Task data Start Marker

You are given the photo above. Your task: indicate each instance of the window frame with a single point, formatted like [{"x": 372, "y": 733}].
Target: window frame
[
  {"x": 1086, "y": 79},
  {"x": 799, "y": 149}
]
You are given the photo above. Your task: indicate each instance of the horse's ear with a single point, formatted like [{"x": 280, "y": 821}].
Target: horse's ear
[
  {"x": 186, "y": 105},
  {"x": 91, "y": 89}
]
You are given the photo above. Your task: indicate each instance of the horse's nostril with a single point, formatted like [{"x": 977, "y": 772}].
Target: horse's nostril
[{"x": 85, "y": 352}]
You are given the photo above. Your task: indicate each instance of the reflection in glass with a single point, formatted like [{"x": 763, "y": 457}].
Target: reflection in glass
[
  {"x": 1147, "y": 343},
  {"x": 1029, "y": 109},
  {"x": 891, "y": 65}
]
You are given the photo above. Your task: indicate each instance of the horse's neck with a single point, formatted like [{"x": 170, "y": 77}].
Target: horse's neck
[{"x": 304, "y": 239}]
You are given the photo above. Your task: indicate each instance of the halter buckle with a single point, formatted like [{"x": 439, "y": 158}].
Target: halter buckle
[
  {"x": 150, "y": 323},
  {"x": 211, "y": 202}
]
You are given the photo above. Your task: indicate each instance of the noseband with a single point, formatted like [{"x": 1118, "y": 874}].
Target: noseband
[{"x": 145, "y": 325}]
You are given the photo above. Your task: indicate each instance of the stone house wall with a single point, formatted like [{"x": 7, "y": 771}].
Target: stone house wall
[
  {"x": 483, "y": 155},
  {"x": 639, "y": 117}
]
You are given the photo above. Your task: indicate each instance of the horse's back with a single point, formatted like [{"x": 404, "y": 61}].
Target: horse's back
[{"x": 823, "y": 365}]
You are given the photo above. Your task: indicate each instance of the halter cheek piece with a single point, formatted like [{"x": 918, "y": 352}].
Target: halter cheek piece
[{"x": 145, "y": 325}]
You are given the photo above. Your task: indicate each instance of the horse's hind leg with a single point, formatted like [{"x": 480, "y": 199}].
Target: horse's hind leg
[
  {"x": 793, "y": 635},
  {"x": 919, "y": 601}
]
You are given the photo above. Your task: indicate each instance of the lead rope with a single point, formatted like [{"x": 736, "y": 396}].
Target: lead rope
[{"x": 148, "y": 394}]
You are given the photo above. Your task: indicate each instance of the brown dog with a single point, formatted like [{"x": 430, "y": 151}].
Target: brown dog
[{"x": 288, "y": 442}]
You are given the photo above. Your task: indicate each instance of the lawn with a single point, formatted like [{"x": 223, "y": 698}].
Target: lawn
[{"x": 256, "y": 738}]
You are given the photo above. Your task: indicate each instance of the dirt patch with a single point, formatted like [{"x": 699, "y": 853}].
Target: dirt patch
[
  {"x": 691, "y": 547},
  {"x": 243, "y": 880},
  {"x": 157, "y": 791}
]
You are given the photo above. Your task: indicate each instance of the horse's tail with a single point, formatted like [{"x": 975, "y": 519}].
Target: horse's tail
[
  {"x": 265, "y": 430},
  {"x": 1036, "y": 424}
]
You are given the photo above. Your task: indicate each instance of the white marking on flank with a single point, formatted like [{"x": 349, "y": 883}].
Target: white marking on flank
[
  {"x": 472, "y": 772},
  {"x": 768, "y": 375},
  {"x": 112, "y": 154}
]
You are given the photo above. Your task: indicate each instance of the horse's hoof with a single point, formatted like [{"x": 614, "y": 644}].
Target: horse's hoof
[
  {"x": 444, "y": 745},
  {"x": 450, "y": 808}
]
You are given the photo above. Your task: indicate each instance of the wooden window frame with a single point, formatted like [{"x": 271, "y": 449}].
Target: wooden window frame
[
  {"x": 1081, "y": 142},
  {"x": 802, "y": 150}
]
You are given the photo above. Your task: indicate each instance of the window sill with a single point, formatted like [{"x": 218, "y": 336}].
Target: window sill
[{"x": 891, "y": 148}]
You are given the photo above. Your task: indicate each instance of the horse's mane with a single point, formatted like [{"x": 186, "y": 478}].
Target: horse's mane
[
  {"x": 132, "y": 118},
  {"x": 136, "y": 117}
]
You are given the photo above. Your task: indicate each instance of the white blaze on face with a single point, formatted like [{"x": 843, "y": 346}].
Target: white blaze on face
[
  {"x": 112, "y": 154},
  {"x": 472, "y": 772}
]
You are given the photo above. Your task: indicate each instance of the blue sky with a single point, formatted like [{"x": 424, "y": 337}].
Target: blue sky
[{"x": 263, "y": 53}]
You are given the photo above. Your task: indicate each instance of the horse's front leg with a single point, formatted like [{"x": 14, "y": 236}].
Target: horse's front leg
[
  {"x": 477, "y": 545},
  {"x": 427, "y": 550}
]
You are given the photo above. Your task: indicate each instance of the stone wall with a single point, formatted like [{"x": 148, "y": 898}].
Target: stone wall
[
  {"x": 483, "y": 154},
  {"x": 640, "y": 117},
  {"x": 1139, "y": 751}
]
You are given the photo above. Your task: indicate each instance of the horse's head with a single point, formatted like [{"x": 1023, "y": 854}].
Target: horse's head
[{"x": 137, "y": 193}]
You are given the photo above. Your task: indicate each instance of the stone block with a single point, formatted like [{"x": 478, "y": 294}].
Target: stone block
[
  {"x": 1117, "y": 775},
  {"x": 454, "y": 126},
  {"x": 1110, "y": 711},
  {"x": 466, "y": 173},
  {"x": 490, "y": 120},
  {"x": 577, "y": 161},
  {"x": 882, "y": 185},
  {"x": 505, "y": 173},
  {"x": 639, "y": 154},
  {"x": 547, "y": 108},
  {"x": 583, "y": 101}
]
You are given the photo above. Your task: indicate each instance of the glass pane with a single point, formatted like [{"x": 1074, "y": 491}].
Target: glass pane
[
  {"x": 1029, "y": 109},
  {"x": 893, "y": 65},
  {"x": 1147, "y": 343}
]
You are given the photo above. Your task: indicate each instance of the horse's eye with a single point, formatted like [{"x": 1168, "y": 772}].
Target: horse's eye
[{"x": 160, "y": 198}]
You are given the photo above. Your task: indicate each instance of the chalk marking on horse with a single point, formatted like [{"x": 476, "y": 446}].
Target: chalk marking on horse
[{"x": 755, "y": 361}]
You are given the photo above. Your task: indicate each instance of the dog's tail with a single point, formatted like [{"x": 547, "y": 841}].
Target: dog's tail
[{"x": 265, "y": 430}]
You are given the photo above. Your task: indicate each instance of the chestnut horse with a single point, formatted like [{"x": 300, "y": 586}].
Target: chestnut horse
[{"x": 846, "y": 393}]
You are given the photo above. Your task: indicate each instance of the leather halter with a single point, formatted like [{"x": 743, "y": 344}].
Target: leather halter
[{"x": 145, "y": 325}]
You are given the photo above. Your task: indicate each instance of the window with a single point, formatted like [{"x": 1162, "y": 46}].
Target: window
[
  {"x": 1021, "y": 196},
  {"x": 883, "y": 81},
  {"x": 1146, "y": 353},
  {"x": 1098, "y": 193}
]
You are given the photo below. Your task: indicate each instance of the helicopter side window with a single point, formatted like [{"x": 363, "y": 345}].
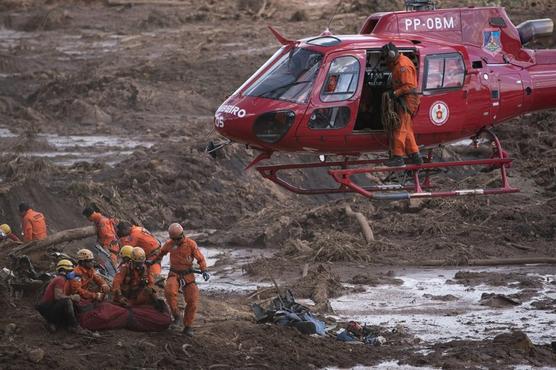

Task data End Marker

#### Exercise details
Restate each record from above word for word, excluding any picture it holds.

#### Your solution
You are given the photo above. Your task: indicate each instance of the window frame with a single point, formatted like [{"x": 372, "y": 733}].
Target: window frame
[
  {"x": 1086, "y": 79},
  {"x": 799, "y": 149}
]
You are given the photo above. Your task: indicate each instance of the horse's ear with a single point, formatted like [{"x": 280, "y": 821}].
Target: horse's ear
[
  {"x": 186, "y": 105},
  {"x": 91, "y": 89}
]
You are given the photo above. Your task: indicate each instance of the horse's nostril with a single point, formatted like [{"x": 977, "y": 772}].
Target: horse's nostril
[{"x": 85, "y": 352}]
You are given the photo above. Your task: indicate each instance of the reflection in glass with a single point, formatted like [{"x": 763, "y": 457}].
Target: reflection in glass
[
  {"x": 1147, "y": 343},
  {"x": 1029, "y": 109},
  {"x": 891, "y": 65}
]
You are given the photo above. Your task: indicate each instance of the horse's neck with a single point, formatted like [{"x": 170, "y": 77}].
Target: horse's neck
[{"x": 304, "y": 239}]
You are given the photo above. Your task: indicate each instance of the halter buckle with a single point, formatted like [{"x": 439, "y": 158}].
Target: halter buckle
[
  {"x": 150, "y": 323},
  {"x": 211, "y": 202}
]
You are given the photo above. Your task: indicate each instance of the noseband with a single point, formatted like [{"x": 1118, "y": 874}].
Target: noseband
[{"x": 145, "y": 325}]
You are given the photo above. Your task: indicate each instance of the stone house wall with a single point, formatted like [{"x": 7, "y": 771}].
Target: stone house wall
[
  {"x": 483, "y": 155},
  {"x": 639, "y": 117}
]
You are given the photo above. Your task: indicate each instance of the horse's back with a single point, formatted like [{"x": 404, "y": 61}].
Target: horse's back
[{"x": 823, "y": 365}]
You are given the photo above. Your task: indicate each instance of the halter cheek piece with a single point, formatted like [{"x": 918, "y": 352}].
Target: halter cheek piece
[{"x": 145, "y": 325}]
You are given the photo above. Your task: indicate each instance of the horse's hind leg with a single point, formatted like [{"x": 480, "y": 199}].
Target: horse's hind leg
[
  {"x": 793, "y": 635},
  {"x": 919, "y": 601}
]
You are given the photo above. Your task: indicate each instance of the lead rope with a single point, formatted like [{"x": 736, "y": 396}].
Target: lead rope
[{"x": 148, "y": 394}]
You are given the photo above. Your task: indicate each instance of the brown dog with a single point, formatted like [{"x": 430, "y": 151}].
Target: brown dog
[{"x": 288, "y": 442}]
You are given the photo above. Your task: indicate each instance of the lawn with a single point, formatted like [{"x": 223, "y": 698}].
Target: lawn
[{"x": 256, "y": 738}]
You are given the photo above. Your task: indicate each instance of the dirt patch with a single point, formatted like [{"x": 699, "y": 853}].
Target: dirt patch
[
  {"x": 691, "y": 547},
  {"x": 243, "y": 880},
  {"x": 157, "y": 791}
]
You are given the photo above. Your task: indicate each instance of the horse's tail with a single point, formatted like [{"x": 975, "y": 519}].
Target: horse's tail
[
  {"x": 265, "y": 430},
  {"x": 1036, "y": 424}
]
You are given the photo above. Your task: indicate each instance of the white marking on flank with a single point, formatted like [{"x": 349, "y": 883}].
Target: white marking on flank
[
  {"x": 472, "y": 772},
  {"x": 768, "y": 375},
  {"x": 112, "y": 154}
]
You are given the photo above. Your task: indicate each instance of the horse's hoof with a single point, formatted like [{"x": 614, "y": 644}].
Target: horse's hoof
[
  {"x": 444, "y": 745},
  {"x": 450, "y": 808}
]
You are given the photo above. Your task: indicate each instance of the wooden window frame with a single point, formatted like [{"x": 271, "y": 449}].
Target: wooden window frame
[
  {"x": 1081, "y": 142},
  {"x": 802, "y": 150}
]
You are given the photo above. Your task: indicate each instance of the window sill with a single point, formatted like [{"x": 218, "y": 336}].
Target: window sill
[{"x": 891, "y": 148}]
You are given the photo above. Your task: indicate each instance of the horse's mane with a single point, formatted like [{"x": 186, "y": 478}].
Target: horse's mane
[
  {"x": 132, "y": 118},
  {"x": 136, "y": 117}
]
You are given the photo above. Your task: indicate each instance of the white blaze on face with a single point, formatted like [{"x": 843, "y": 346}].
Target: white blaze on face
[
  {"x": 112, "y": 154},
  {"x": 472, "y": 772}
]
You are given the photo above. Your task: indicate each instance of the blue sky with a single point, formatted like [{"x": 424, "y": 337}].
Target: blue sky
[{"x": 263, "y": 53}]
You are given the photo above. Your task: indicate each instance of the horse's front leg with a single point, formatted like [{"x": 14, "y": 236}].
Target: horse's front leg
[
  {"x": 477, "y": 545},
  {"x": 427, "y": 550}
]
You are given the photo above. Your task: indicate each instance of the stone wall with a single point, formatted like [{"x": 148, "y": 898}].
Target: stone wall
[
  {"x": 483, "y": 154},
  {"x": 640, "y": 117},
  {"x": 1139, "y": 751}
]
You are given the photo above. Your task: indicate each instance of the horse's head with a single point, formatted like [{"x": 1023, "y": 854}].
Target: horse's head
[{"x": 137, "y": 193}]
You are given the photo above. Your task: indicate each instance of the stone block with a single point, formatted like [{"x": 478, "y": 294}].
Target: stone block
[
  {"x": 1117, "y": 775},
  {"x": 454, "y": 126},
  {"x": 1110, "y": 711},
  {"x": 466, "y": 173},
  {"x": 490, "y": 120},
  {"x": 577, "y": 161},
  {"x": 882, "y": 185},
  {"x": 505, "y": 173},
  {"x": 639, "y": 154},
  {"x": 547, "y": 108},
  {"x": 583, "y": 101}
]
You are given the photo above. Your task: indicate each instance of the glass pane with a single point, formatted like [{"x": 1074, "y": 491}].
Target: glass pane
[
  {"x": 1029, "y": 109},
  {"x": 893, "y": 65},
  {"x": 1147, "y": 343}
]
You are given the photo above. Your task: indicate each instance of the horse's eye with a single point, formatted like [{"x": 1168, "y": 772}].
Target: horse's eye
[{"x": 160, "y": 198}]
You are given the photo above. Your task: indicate each instance of the chalk marking on horse with a single point, formatted like [{"x": 476, "y": 446}].
Target: chalk marking on horse
[{"x": 755, "y": 361}]
You are given the photo above. Your task: indicate each instance of the dog's tail with a single point, formatted like [{"x": 547, "y": 841}].
Target: dog's tail
[{"x": 265, "y": 430}]
You are given the photo above. Your task: indicate each instance of the chestnut horse with a single point, formatted like [{"x": 300, "y": 586}].
Target: chestnut horse
[{"x": 846, "y": 393}]
You are given the photo above. Your task: indicate each instance of the leather halter with a single point, formatted like [{"x": 743, "y": 344}].
Target: leather halter
[{"x": 145, "y": 325}]
You are given the photo above. Your task: indicate each instance of the window with a single point, formatted like [{"x": 1162, "y": 46}].
Target: window
[
  {"x": 1021, "y": 196},
  {"x": 883, "y": 81},
  {"x": 1146, "y": 353},
  {"x": 1098, "y": 193}
]
You are given the photo below. Your task: indicate each instance of the helicopter side window with a single point, formatted like [{"x": 363, "y": 345}].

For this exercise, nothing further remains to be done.